What you have to do ::
Each record must reappear in the answer exactly as it is written.

Material provided ::
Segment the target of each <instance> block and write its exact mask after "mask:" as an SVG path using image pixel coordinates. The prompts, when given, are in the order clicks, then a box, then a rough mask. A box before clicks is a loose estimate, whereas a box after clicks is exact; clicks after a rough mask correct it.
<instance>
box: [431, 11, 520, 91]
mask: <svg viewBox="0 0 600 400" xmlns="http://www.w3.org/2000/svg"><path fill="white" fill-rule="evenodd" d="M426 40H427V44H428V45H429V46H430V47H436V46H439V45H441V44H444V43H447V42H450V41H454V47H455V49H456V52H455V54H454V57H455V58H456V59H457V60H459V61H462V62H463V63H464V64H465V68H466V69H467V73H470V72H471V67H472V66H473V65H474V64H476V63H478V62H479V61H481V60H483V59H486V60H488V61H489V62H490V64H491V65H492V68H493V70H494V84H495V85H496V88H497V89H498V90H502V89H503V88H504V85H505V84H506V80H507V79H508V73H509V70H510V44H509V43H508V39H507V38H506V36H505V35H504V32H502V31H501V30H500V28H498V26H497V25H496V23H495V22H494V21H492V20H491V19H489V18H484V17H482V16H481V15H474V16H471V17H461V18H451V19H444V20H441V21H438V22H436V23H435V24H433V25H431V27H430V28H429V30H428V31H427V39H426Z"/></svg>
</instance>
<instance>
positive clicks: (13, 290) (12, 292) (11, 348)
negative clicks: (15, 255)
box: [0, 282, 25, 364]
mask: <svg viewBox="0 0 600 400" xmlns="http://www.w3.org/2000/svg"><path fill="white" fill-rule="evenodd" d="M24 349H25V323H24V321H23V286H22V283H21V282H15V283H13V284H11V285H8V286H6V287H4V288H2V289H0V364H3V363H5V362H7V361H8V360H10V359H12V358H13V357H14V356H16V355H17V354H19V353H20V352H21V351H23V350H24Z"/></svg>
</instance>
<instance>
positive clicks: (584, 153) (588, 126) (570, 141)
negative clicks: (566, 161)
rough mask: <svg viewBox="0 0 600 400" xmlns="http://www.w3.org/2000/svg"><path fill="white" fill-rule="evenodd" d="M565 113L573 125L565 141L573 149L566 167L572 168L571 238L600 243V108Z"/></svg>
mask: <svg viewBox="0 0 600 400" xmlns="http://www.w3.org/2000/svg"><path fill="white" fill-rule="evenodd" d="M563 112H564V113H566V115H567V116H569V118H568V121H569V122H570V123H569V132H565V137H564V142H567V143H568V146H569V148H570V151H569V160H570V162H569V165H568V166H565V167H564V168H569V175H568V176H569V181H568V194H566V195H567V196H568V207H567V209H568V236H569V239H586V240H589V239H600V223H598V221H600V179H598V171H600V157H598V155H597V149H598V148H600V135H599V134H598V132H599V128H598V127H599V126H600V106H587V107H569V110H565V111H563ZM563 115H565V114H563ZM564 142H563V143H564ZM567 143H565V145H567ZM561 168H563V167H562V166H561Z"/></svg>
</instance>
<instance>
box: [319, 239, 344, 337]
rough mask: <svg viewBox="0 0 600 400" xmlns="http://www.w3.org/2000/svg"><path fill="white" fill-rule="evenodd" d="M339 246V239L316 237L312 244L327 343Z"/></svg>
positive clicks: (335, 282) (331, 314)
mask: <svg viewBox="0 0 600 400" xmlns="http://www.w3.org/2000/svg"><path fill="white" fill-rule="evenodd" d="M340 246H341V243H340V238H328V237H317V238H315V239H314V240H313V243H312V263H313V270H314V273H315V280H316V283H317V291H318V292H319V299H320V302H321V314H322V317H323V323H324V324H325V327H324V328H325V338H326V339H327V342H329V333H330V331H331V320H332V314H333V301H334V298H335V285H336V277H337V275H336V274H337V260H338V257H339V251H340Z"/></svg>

Response ::
Segment the target of each <instance> block and write its exact mask after "mask:" as an SVG path using image pixel coordinates. The prompts, when given, are in the order clicks, then a box, then a rough mask. A box before clicks is a loose estimate, whereas a box after clicks is exact; clicks after a rough mask correct it.
<instance>
box: [431, 11, 520, 91]
mask: <svg viewBox="0 0 600 400" xmlns="http://www.w3.org/2000/svg"><path fill="white" fill-rule="evenodd" d="M426 40H427V44H428V45H429V46H430V47H436V46H439V45H441V44H444V43H447V42H450V41H454V47H455V49H456V52H455V54H454V57H455V58H456V59H457V60H459V61H462V62H463V63H464V64H465V68H466V69H467V73H470V72H471V67H472V66H473V65H474V64H476V63H478V62H479V61H481V60H483V59H486V60H488V61H489V62H490V64H491V65H492V68H493V70H494V84H495V85H496V88H497V89H498V90H502V89H503V88H504V85H505V84H506V80H507V79H508V73H509V70H510V44H509V43H508V39H507V38H506V36H505V35H504V32H502V31H501V30H500V28H498V26H497V25H496V23H495V22H494V21H492V20H491V19H489V18H484V17H482V16H481V15H474V16H471V17H461V18H451V19H444V20H441V21H438V22H436V23H435V24H433V25H431V27H430V28H429V30H428V31H427V39H426Z"/></svg>
</instance>
<instance>
positive clicks: (13, 290) (12, 292) (11, 348)
negative clicks: (15, 255)
box: [0, 282, 25, 364]
mask: <svg viewBox="0 0 600 400" xmlns="http://www.w3.org/2000/svg"><path fill="white" fill-rule="evenodd" d="M24 349H25V323H24V321H23V286H22V283H21V282H15V283H13V284H11V285H8V286H6V287H4V288H2V289H0V364H3V363H5V362H7V361H8V360H10V359H12V358H13V357H14V356H16V355H17V354H19V353H20V352H21V351H23V350H24Z"/></svg>
</instance>
<instance>
positive clicks: (584, 153) (588, 126) (570, 141)
negative clicks: (566, 161)
rough mask: <svg viewBox="0 0 600 400" xmlns="http://www.w3.org/2000/svg"><path fill="white" fill-rule="evenodd" d="M565 113L573 125L565 141L573 149L566 167L572 168L571 238L600 243V108Z"/></svg>
mask: <svg viewBox="0 0 600 400" xmlns="http://www.w3.org/2000/svg"><path fill="white" fill-rule="evenodd" d="M563 112H564V113H566V115H567V116H569V118H568V121H569V122H570V123H569V132H565V137H564V142H567V143H568V146H569V148H570V151H569V160H570V162H569V165H568V166H565V167H564V168H569V175H568V176H569V181H568V194H566V195H567V196H568V207H567V209H568V236H569V239H586V240H589V239H600V223H598V221H600V179H598V171H600V157H598V155H597V149H598V148H600V135H599V134H598V132H599V128H598V127H599V126H600V106H587V107H569V110H565V111H563ZM563 115H565V114H563ZM564 142H563V143H564ZM567 143H565V145H567ZM561 168H563V167H562V166H561Z"/></svg>
</instance>
<instance>
box: [319, 239, 344, 337]
rough mask: <svg viewBox="0 0 600 400" xmlns="http://www.w3.org/2000/svg"><path fill="white" fill-rule="evenodd" d="M339 246V239L316 237L312 244L327 343Z"/></svg>
positive clicks: (335, 282) (331, 314)
mask: <svg viewBox="0 0 600 400" xmlns="http://www.w3.org/2000/svg"><path fill="white" fill-rule="evenodd" d="M340 246H341V243H340V238H328V237H317V238H315V239H314V240H313V243H312V263H313V270H314V273H315V280H316V283H317V291H318V292H319V299H320V302H321V314H322V317H323V323H324V324H325V327H324V328H325V338H326V339H327V342H329V333H330V331H331V320H332V314H333V301H334V298H335V285H336V277H337V275H336V274H337V260H338V257H339V251H340Z"/></svg>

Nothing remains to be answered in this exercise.